# DIRECTIVE
Reproduce the following lines word for word, without changing anything.

# PROVIDED INFORMATION

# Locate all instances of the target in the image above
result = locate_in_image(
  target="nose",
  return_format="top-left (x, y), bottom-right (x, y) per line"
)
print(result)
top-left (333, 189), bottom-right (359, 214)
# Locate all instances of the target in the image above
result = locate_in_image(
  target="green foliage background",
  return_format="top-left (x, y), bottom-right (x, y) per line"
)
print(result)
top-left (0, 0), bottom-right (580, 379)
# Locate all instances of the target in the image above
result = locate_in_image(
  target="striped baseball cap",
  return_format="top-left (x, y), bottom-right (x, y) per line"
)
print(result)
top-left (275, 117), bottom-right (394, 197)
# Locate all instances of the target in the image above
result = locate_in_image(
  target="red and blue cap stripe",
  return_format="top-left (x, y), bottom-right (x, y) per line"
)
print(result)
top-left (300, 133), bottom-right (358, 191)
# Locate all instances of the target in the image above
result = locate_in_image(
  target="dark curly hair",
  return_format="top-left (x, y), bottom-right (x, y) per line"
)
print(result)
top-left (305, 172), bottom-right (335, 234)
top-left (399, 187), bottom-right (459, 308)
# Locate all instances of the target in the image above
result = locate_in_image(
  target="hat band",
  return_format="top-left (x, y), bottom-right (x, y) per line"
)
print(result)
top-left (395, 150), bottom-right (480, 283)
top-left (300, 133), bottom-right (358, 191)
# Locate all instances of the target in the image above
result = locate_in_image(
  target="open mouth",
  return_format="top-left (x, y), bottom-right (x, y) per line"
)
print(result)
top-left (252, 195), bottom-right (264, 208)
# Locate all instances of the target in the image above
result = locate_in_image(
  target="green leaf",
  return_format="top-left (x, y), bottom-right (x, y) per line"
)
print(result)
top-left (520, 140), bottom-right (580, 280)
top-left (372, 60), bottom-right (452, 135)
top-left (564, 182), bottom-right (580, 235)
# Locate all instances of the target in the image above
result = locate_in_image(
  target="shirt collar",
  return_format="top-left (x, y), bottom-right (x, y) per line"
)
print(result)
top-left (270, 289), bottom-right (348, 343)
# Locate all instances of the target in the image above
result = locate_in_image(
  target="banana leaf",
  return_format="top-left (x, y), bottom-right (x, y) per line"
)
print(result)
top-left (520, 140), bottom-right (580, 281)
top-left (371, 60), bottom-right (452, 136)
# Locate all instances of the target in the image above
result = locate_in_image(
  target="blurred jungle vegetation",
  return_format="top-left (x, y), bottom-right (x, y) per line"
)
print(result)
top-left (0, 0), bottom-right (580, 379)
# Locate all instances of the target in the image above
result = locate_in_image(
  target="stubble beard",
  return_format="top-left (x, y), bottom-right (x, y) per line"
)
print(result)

# ANSWER TO THIS TASK
# Locate all instances of the target in the image above
result = locate_in_image(
  target="nose",
  return_format="top-left (x, y), bottom-right (x, y) per line"
)
print(result)
top-left (333, 189), bottom-right (359, 214)
# Locate all instances of the target in the image above
result = locate_in_image(
  target="green foliage background",
  return_format="top-left (x, y), bottom-right (x, y) per line"
)
print(result)
top-left (0, 0), bottom-right (580, 379)
# Locate all instances of the target in the image above
result = locate_in_image(
  target="striped baseball cap",
  return_format="top-left (x, y), bottom-right (x, y) per line"
)
print(result)
top-left (275, 117), bottom-right (394, 197)
# Locate all instances of the target in the image above
result = locate_in_image(
  target="red and blue cap stripe",
  return_format="top-left (x, y), bottom-right (x, y) per line"
)
print(result)
top-left (300, 133), bottom-right (358, 191)
# Locate all instances of the target in the image above
result = locate_in_image(
  target="dark curly hair",
  return_format="top-left (x, y), bottom-right (x, y) per line"
)
print(result)
top-left (305, 172), bottom-right (335, 234)
top-left (399, 187), bottom-right (459, 308)
# Locate all instances of the target in the image above
result = locate_in_image(
  target="hat band",
  return_format="top-left (x, y), bottom-right (x, y) per line"
)
print(result)
top-left (395, 150), bottom-right (480, 283)
top-left (300, 133), bottom-right (358, 191)
# Locate all instances of the target in the image above
result = locate_in_image(
  target="open mouth",
  return_format="top-left (x, y), bottom-right (x, y) per line"
)
print(result)
top-left (252, 195), bottom-right (264, 208)
# Locate all instances of the target in the image above
result = locate_in_image(
  target="green leaf",
  return_format="top-left (x, y), bottom-right (x, y) per line"
)
print(result)
top-left (520, 140), bottom-right (580, 280)
top-left (372, 60), bottom-right (452, 135)
top-left (564, 182), bottom-right (580, 235)
# Locate all instances of the target in the image above
result = locate_in_image(
  target="shirt collar",
  return_format="top-left (x, y), bottom-right (x, y) per line"
)
print(result)
top-left (270, 289), bottom-right (348, 343)
# Locate all instances of the target in the image above
result = locate_in_image(
  target="banana leaf",
  return_format="top-left (x, y), bottom-right (x, y) per line"
)
print(result)
top-left (520, 140), bottom-right (580, 281)
top-left (371, 60), bottom-right (452, 136)
# Locate all instances of the target in the image above
result = locate_in_image(
  target="blurred jungle vegetation",
  return_format="top-left (x, y), bottom-right (x, y) per line"
)
print(result)
top-left (0, 0), bottom-right (580, 379)
# Locate all instances of the target in the image above
result = locate_in_image(
  target="stubble beard",
  return_format="top-left (x, y), bottom-right (x, y) per line"
)
print(result)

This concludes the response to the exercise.